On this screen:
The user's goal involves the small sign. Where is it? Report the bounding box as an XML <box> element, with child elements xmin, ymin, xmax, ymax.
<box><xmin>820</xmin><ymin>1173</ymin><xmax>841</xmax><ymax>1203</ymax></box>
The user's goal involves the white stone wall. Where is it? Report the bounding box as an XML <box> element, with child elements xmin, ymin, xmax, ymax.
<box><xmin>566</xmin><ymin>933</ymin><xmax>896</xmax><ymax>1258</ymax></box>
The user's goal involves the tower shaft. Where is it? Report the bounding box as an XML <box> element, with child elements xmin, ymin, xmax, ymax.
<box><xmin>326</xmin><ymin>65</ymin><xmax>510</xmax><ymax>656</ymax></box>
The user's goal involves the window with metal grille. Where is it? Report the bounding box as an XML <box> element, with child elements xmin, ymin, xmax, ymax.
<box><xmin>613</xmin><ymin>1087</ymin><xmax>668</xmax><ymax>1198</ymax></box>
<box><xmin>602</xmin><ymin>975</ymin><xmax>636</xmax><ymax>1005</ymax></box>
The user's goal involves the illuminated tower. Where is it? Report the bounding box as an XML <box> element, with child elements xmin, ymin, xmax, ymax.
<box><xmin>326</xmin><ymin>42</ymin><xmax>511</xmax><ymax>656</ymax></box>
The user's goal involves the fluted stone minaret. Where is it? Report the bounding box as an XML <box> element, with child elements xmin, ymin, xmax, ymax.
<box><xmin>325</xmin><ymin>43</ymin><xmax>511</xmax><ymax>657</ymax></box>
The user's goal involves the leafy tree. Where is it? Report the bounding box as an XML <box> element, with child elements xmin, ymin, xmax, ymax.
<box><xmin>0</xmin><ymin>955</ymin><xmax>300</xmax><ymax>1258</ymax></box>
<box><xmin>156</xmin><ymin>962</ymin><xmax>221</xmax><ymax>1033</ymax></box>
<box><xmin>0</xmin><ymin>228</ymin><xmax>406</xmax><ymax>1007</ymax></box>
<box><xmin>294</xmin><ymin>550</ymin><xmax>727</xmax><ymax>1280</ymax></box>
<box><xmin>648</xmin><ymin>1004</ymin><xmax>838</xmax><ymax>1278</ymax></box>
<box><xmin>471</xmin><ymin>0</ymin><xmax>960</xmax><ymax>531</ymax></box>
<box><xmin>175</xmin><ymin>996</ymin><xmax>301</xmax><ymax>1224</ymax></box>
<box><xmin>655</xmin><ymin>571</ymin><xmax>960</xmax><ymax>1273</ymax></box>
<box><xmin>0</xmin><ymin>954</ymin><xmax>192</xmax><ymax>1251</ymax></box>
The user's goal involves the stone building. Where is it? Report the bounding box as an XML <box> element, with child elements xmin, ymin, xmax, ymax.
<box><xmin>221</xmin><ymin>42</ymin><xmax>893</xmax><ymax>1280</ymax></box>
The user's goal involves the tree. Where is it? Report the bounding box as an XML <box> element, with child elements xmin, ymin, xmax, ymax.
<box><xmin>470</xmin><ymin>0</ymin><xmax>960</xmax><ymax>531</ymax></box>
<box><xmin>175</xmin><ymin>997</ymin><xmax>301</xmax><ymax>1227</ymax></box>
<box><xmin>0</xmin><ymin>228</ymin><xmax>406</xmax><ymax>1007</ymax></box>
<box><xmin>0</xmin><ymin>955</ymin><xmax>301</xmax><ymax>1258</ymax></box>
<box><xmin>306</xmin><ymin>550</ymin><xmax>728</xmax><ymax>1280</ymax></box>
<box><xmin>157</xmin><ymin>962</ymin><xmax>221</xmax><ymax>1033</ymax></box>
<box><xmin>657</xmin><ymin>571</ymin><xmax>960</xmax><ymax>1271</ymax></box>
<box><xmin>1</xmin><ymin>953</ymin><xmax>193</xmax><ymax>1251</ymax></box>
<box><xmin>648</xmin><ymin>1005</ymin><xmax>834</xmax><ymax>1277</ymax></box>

● **TASK INSTRUCTIONS**
The response should repeat the whole listing exactly.

● **WRITTEN REPLY**
On this screen:
The user's goal involves the small sign. Where is it? Report the bounding box as an XML <box> element, with child elements xmin, ymin, xmax, ymax.
<box><xmin>820</xmin><ymin>1173</ymin><xmax>841</xmax><ymax>1203</ymax></box>
The user's goal involves the white stone wall. Where is it? Report the bounding box as an XML <box> element, with child elements xmin, ymin, xmax, ymax.
<box><xmin>566</xmin><ymin>933</ymin><xmax>896</xmax><ymax>1258</ymax></box>
The user's goal involves the tower shaft. Where is it? Report the bounding box as an XML <box> element, with child elements xmin, ymin, xmax, ymax.
<box><xmin>326</xmin><ymin>65</ymin><xmax>510</xmax><ymax>656</ymax></box>
The user's goal involves the window with metal grille. Where is it? Report the bounding box as an XML <box> element, with child elements xmin, ymin, xmax, ymax.
<box><xmin>613</xmin><ymin>1087</ymin><xmax>668</xmax><ymax>1198</ymax></box>
<box><xmin>602</xmin><ymin>975</ymin><xmax>636</xmax><ymax>1005</ymax></box>
The user's goal involves the illuminated tower. Where is it? Report the bounding box as an XML <box> element, with child elements xmin, ymin, xmax, ymax.
<box><xmin>326</xmin><ymin>42</ymin><xmax>511</xmax><ymax>656</ymax></box>
The user's goal involves the fluted stone minaret. Where is it? Report the bounding box as an XML <box> element, with child elements xmin, ymin, xmax, ymax.
<box><xmin>325</xmin><ymin>43</ymin><xmax>511</xmax><ymax>657</ymax></box>
The user's goal involves the leafy tree. Where is it? Report the bounding box as an XML <box> element, with child elements xmin, ymin, xmax, ymax.
<box><xmin>0</xmin><ymin>955</ymin><xmax>300</xmax><ymax>1258</ymax></box>
<box><xmin>156</xmin><ymin>962</ymin><xmax>221</xmax><ymax>1033</ymax></box>
<box><xmin>0</xmin><ymin>228</ymin><xmax>406</xmax><ymax>1007</ymax></box>
<box><xmin>294</xmin><ymin>550</ymin><xmax>727</xmax><ymax>1280</ymax></box>
<box><xmin>648</xmin><ymin>1004</ymin><xmax>838</xmax><ymax>1278</ymax></box>
<box><xmin>471</xmin><ymin>0</ymin><xmax>960</xmax><ymax>531</ymax></box>
<box><xmin>175</xmin><ymin>996</ymin><xmax>301</xmax><ymax>1224</ymax></box>
<box><xmin>655</xmin><ymin>571</ymin><xmax>960</xmax><ymax>1273</ymax></box>
<box><xmin>0</xmin><ymin>954</ymin><xmax>192</xmax><ymax>1251</ymax></box>
The user's goal involves the stone building. Where is it? Report the bounding box as an XML <box> element, with child elements xmin, ymin, xmax, ymax.
<box><xmin>221</xmin><ymin>42</ymin><xmax>893</xmax><ymax>1280</ymax></box>
The user's goal involves the tree. Where is it? Report the bounding box as an XML <box> element, with child elements xmin, ymin, xmax, ymax.
<box><xmin>470</xmin><ymin>0</ymin><xmax>960</xmax><ymax>531</ymax></box>
<box><xmin>175</xmin><ymin>997</ymin><xmax>301</xmax><ymax>1227</ymax></box>
<box><xmin>0</xmin><ymin>228</ymin><xmax>406</xmax><ymax>1007</ymax></box>
<box><xmin>0</xmin><ymin>955</ymin><xmax>301</xmax><ymax>1258</ymax></box>
<box><xmin>306</xmin><ymin>550</ymin><xmax>728</xmax><ymax>1280</ymax></box>
<box><xmin>157</xmin><ymin>962</ymin><xmax>221</xmax><ymax>1033</ymax></box>
<box><xmin>657</xmin><ymin>571</ymin><xmax>960</xmax><ymax>1271</ymax></box>
<box><xmin>1</xmin><ymin>953</ymin><xmax>193</xmax><ymax>1251</ymax></box>
<box><xmin>648</xmin><ymin>1005</ymin><xmax>834</xmax><ymax>1277</ymax></box>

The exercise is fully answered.